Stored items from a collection
• • • • • • •

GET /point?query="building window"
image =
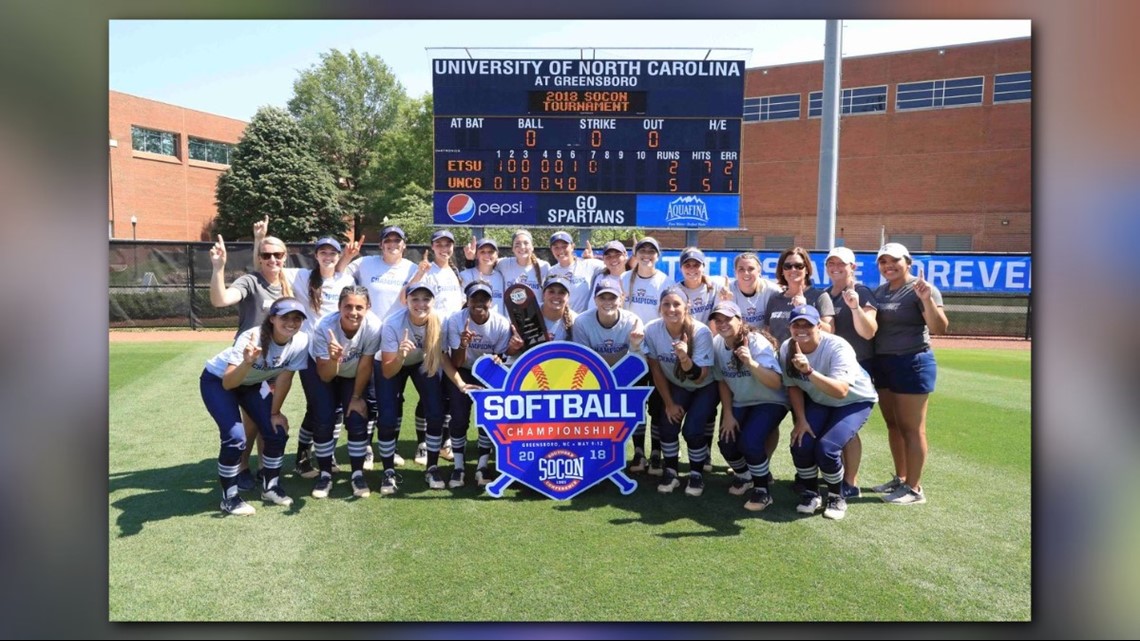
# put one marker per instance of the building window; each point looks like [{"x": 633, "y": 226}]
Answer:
[
  {"x": 953, "y": 242},
  {"x": 154, "y": 142},
  {"x": 772, "y": 107},
  {"x": 1012, "y": 87},
  {"x": 860, "y": 100},
  {"x": 209, "y": 151},
  {"x": 912, "y": 242},
  {"x": 738, "y": 242},
  {"x": 779, "y": 242},
  {"x": 938, "y": 94}
]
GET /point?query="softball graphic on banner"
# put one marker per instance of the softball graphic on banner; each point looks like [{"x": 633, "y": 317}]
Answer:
[{"x": 560, "y": 418}]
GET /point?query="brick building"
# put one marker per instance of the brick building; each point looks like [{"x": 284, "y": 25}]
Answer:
[
  {"x": 164, "y": 163},
  {"x": 935, "y": 152}
]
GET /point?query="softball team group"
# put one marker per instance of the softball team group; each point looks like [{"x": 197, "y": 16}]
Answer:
[{"x": 359, "y": 329}]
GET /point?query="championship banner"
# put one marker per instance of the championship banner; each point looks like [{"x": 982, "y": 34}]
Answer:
[{"x": 560, "y": 418}]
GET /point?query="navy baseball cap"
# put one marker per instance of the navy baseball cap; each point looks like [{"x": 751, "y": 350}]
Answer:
[
  {"x": 392, "y": 229},
  {"x": 615, "y": 246},
  {"x": 283, "y": 306},
  {"x": 649, "y": 241},
  {"x": 416, "y": 286},
  {"x": 608, "y": 286},
  {"x": 478, "y": 286},
  {"x": 327, "y": 241},
  {"x": 805, "y": 313},
  {"x": 561, "y": 236},
  {"x": 727, "y": 309},
  {"x": 693, "y": 254}
]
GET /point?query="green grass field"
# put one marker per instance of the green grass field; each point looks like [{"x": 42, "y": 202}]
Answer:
[{"x": 459, "y": 556}]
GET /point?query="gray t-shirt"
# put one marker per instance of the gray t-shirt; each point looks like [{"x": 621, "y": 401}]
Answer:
[
  {"x": 258, "y": 295},
  {"x": 902, "y": 327},
  {"x": 746, "y": 389},
  {"x": 611, "y": 343},
  {"x": 844, "y": 323},
  {"x": 384, "y": 282},
  {"x": 292, "y": 356},
  {"x": 580, "y": 275},
  {"x": 780, "y": 307},
  {"x": 364, "y": 343},
  {"x": 658, "y": 346},
  {"x": 493, "y": 337},
  {"x": 751, "y": 307},
  {"x": 392, "y": 333},
  {"x": 836, "y": 358}
]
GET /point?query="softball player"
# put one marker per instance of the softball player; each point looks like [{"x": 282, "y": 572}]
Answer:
[
  {"x": 238, "y": 378},
  {"x": 831, "y": 397}
]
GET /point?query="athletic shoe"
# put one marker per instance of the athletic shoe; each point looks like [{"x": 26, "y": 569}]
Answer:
[
  {"x": 236, "y": 506},
  {"x": 669, "y": 481},
  {"x": 360, "y": 487},
  {"x": 905, "y": 495},
  {"x": 888, "y": 487},
  {"x": 740, "y": 485},
  {"x": 695, "y": 486},
  {"x": 808, "y": 503},
  {"x": 836, "y": 509},
  {"x": 323, "y": 487},
  {"x": 434, "y": 481},
  {"x": 758, "y": 501}
]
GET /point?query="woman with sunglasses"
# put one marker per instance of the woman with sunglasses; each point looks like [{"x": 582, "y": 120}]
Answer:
[
  {"x": 578, "y": 274},
  {"x": 642, "y": 286},
  {"x": 238, "y": 379},
  {"x": 910, "y": 310},
  {"x": 678, "y": 350}
]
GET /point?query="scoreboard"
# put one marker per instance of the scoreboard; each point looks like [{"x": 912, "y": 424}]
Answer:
[{"x": 539, "y": 143}]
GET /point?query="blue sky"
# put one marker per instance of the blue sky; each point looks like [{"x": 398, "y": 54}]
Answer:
[{"x": 231, "y": 67}]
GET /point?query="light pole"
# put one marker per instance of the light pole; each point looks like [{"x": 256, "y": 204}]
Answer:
[{"x": 135, "y": 248}]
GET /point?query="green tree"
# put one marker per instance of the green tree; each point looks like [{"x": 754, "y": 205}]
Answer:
[
  {"x": 274, "y": 171},
  {"x": 348, "y": 103}
]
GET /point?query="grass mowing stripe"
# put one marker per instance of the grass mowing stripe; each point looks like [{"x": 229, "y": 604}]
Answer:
[{"x": 459, "y": 556}]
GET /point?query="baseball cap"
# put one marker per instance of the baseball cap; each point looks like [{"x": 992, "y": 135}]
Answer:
[
  {"x": 894, "y": 250},
  {"x": 393, "y": 229},
  {"x": 608, "y": 286},
  {"x": 283, "y": 306},
  {"x": 327, "y": 241},
  {"x": 615, "y": 245},
  {"x": 649, "y": 241},
  {"x": 805, "y": 313},
  {"x": 693, "y": 254},
  {"x": 843, "y": 253},
  {"x": 561, "y": 236},
  {"x": 727, "y": 309}
]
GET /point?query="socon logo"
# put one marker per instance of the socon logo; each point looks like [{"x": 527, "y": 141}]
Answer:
[{"x": 461, "y": 208}]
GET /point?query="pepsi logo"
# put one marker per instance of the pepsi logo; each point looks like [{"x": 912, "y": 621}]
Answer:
[{"x": 461, "y": 208}]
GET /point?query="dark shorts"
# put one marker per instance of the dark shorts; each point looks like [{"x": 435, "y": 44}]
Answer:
[{"x": 908, "y": 373}]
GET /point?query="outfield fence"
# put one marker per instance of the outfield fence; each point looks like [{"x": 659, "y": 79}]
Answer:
[{"x": 167, "y": 284}]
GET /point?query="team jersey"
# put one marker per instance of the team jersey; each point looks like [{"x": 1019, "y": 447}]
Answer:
[
  {"x": 364, "y": 343},
  {"x": 658, "y": 346},
  {"x": 384, "y": 282},
  {"x": 292, "y": 356},
  {"x": 836, "y": 358},
  {"x": 580, "y": 276},
  {"x": 493, "y": 337},
  {"x": 746, "y": 389},
  {"x": 611, "y": 342},
  {"x": 902, "y": 327}
]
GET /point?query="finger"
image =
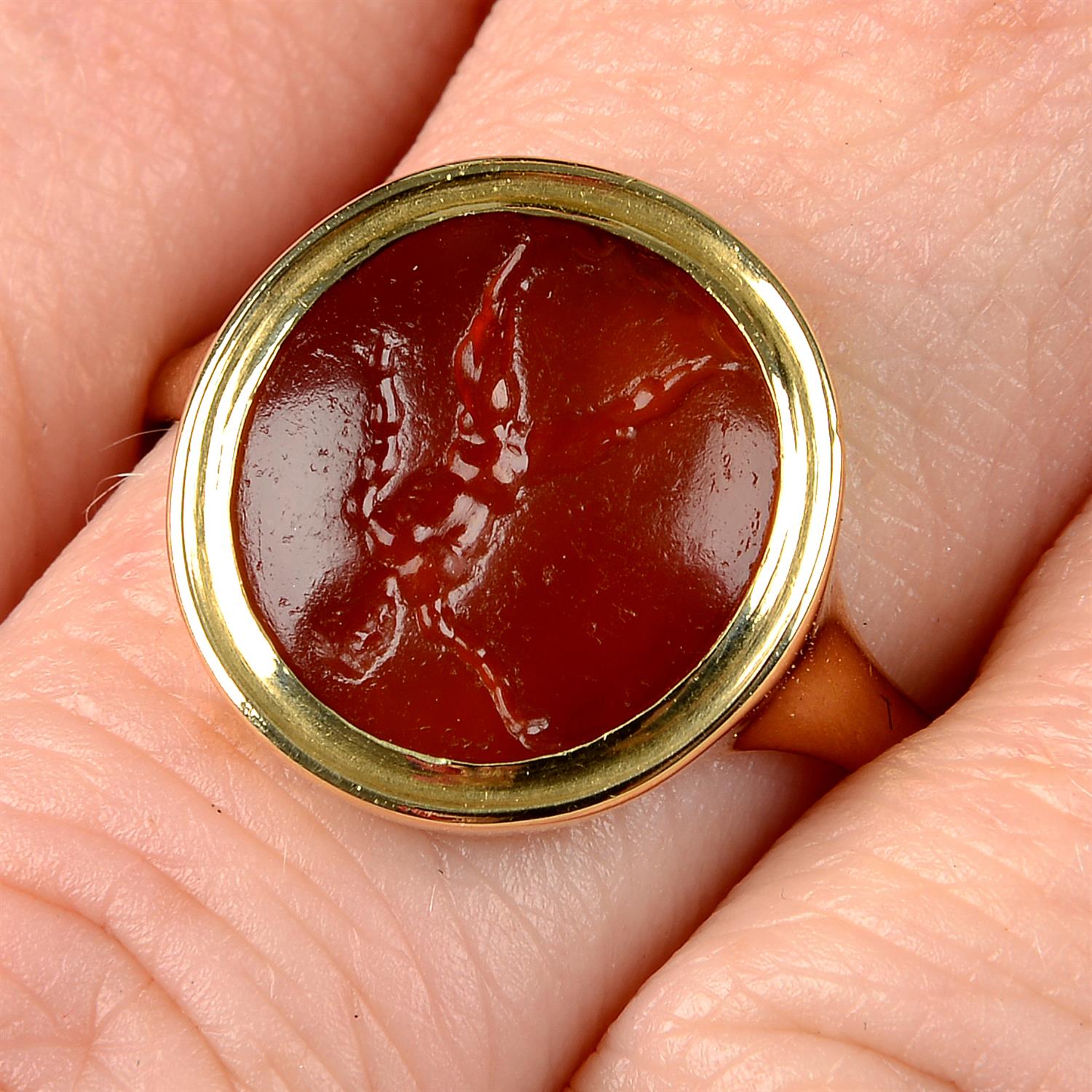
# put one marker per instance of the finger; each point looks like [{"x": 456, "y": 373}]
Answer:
[
  {"x": 253, "y": 924},
  {"x": 926, "y": 926},
  {"x": 913, "y": 174},
  {"x": 157, "y": 157}
]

• • • • • • •

[WHAT YOU WILL DO] Transcribe the preceding listing in its entirety and with exact wording, leaving out pictures.

[OUTPUT BELOW]
GET /point?query="building window"
image =
# put one marker per instance of the building window; each point looks like [{"x": 633, "y": 226}]
Answer:
[
  {"x": 953, "y": 242},
  {"x": 154, "y": 142},
  {"x": 772, "y": 107},
  {"x": 1012, "y": 87},
  {"x": 860, "y": 100},
  {"x": 209, "y": 151},
  {"x": 912, "y": 242},
  {"x": 738, "y": 242},
  {"x": 779, "y": 242},
  {"x": 938, "y": 94}
]
GET /point?query="softball graphic on banner"
# put one marker per instance of the softball graphic on banner; each point looks like [{"x": 633, "y": 317}]
Answer:
[{"x": 560, "y": 418}]
GET /point?query="brick building"
# put one marker per instance of the brick building; each point looks like [{"x": 284, "y": 25}]
Answer:
[
  {"x": 164, "y": 163},
  {"x": 935, "y": 152}
]
GET /point?query="softball team group"
# put one marker per instance of the softball team group; each point looks like [{"x": 197, "y": 16}]
Answer:
[{"x": 359, "y": 329}]
GET /point?query="championship banner"
# put one marker per instance of the championship banner; each point looks like [{"x": 982, "y": 34}]
Answer:
[{"x": 560, "y": 418}]
GET /point?query="navy baseball cap"
# put one marker per instance of the navy baseball cap; each point looks like [{"x": 751, "y": 350}]
Answer:
[
  {"x": 392, "y": 229},
  {"x": 615, "y": 246},
  {"x": 283, "y": 306},
  {"x": 649, "y": 241},
  {"x": 416, "y": 286},
  {"x": 608, "y": 286},
  {"x": 478, "y": 286},
  {"x": 327, "y": 241},
  {"x": 805, "y": 313},
  {"x": 561, "y": 236},
  {"x": 727, "y": 309},
  {"x": 693, "y": 254}
]
GET /point?query="green grass field"
# put one marker per instance of the green grass field; each point looks like [{"x": 42, "y": 202}]
Answer:
[{"x": 459, "y": 556}]
GET /point?query="gray t-shirt"
# put one marker per instance of the gray t-shirt; each point looks like [{"x": 621, "y": 401}]
Answer:
[
  {"x": 258, "y": 295},
  {"x": 902, "y": 327},
  {"x": 746, "y": 389},
  {"x": 611, "y": 343},
  {"x": 844, "y": 323},
  {"x": 384, "y": 282},
  {"x": 292, "y": 356},
  {"x": 580, "y": 275},
  {"x": 780, "y": 307},
  {"x": 364, "y": 343},
  {"x": 658, "y": 346},
  {"x": 493, "y": 337},
  {"x": 751, "y": 307},
  {"x": 392, "y": 333},
  {"x": 836, "y": 358}
]
GET /point?query="softball player"
# put one marker per instance of the softball player; each point looks like [{"x": 282, "y": 572}]
Answer:
[
  {"x": 238, "y": 378},
  {"x": 831, "y": 397}
]
GET /point?query="athletic shoe"
# put one marker per instance of the athletic shoe; each point looks like [{"x": 26, "y": 569}]
Answer:
[
  {"x": 236, "y": 506},
  {"x": 669, "y": 481},
  {"x": 360, "y": 487},
  {"x": 905, "y": 495},
  {"x": 888, "y": 487},
  {"x": 740, "y": 485},
  {"x": 695, "y": 486},
  {"x": 808, "y": 503},
  {"x": 836, "y": 509},
  {"x": 323, "y": 487},
  {"x": 434, "y": 481},
  {"x": 758, "y": 501}
]
GET /point?query="woman with sunglasses"
# put one marker per instance of the woman with sunglasses; each point looks like [{"x": 582, "y": 120}]
Answer:
[
  {"x": 578, "y": 274},
  {"x": 642, "y": 286},
  {"x": 238, "y": 379},
  {"x": 910, "y": 310},
  {"x": 678, "y": 350}
]
GET /point?query="scoreboard"
# put one marker per instance of the scoreboard; each point looks like [{"x": 912, "y": 424}]
Answer:
[{"x": 539, "y": 143}]
GET /point?query="blue sky"
# put one marker per instance of the blue sky; each point looks like [{"x": 398, "y": 54}]
Answer:
[{"x": 231, "y": 67}]
GET /point?query="light pole"
# put one marker per instance of the light pole; each point looks like [{"x": 256, "y": 204}]
Answer:
[{"x": 135, "y": 248}]
GET /point?query="green tree"
# put one marker per instance of the green tree; each point looks like [{"x": 754, "y": 205}]
Answer:
[
  {"x": 274, "y": 171},
  {"x": 348, "y": 103}
]
GET /point?query="grass mowing stripe"
# put one marker per instance of the grass mowing stripe; each point looks like [{"x": 229, "y": 604}]
Answer:
[{"x": 459, "y": 556}]
GET /point?query="baseball cap"
# put one marker per instance of the baseball cap; each point looks like [{"x": 992, "y": 135}]
Answer:
[
  {"x": 894, "y": 250},
  {"x": 393, "y": 229},
  {"x": 608, "y": 286},
  {"x": 283, "y": 306},
  {"x": 327, "y": 241},
  {"x": 615, "y": 245},
  {"x": 649, "y": 241},
  {"x": 805, "y": 313},
  {"x": 693, "y": 254},
  {"x": 843, "y": 253},
  {"x": 561, "y": 236},
  {"x": 727, "y": 309}
]
GET /point?query="socon logo"
# put one marker per instance of the socon logo; each point looks like [{"x": 527, "y": 141}]
Answer:
[{"x": 461, "y": 208}]
GET /point?query="pepsi logo"
# put one marker per instance of the pepsi logo; each point looks like [{"x": 912, "y": 621}]
Answer:
[{"x": 461, "y": 208}]
GET /point?query="dark shorts"
# put one marker per instance of the dark shorts; each point looks like [{"x": 435, "y": 44}]
Answer:
[{"x": 908, "y": 373}]
GET /point?query="outfield fence"
# put one marker per instance of the outfield fence; each point looks like [{"x": 659, "y": 79}]
Answer:
[{"x": 167, "y": 284}]
GET /point?query="team jersey"
# put one marker per instance of the team jersey; each point looks like [{"x": 1019, "y": 447}]
Answer:
[
  {"x": 364, "y": 343},
  {"x": 658, "y": 346},
  {"x": 384, "y": 282},
  {"x": 292, "y": 356},
  {"x": 836, "y": 358},
  {"x": 580, "y": 276},
  {"x": 493, "y": 337},
  {"x": 746, "y": 389},
  {"x": 611, "y": 342},
  {"x": 902, "y": 327}
]
GET /point?query="finger"
image =
# put one marker per instance of the finger; each point looks like [{"x": 456, "y": 373}]
Answer:
[
  {"x": 253, "y": 924},
  {"x": 926, "y": 926},
  {"x": 913, "y": 174},
  {"x": 157, "y": 157}
]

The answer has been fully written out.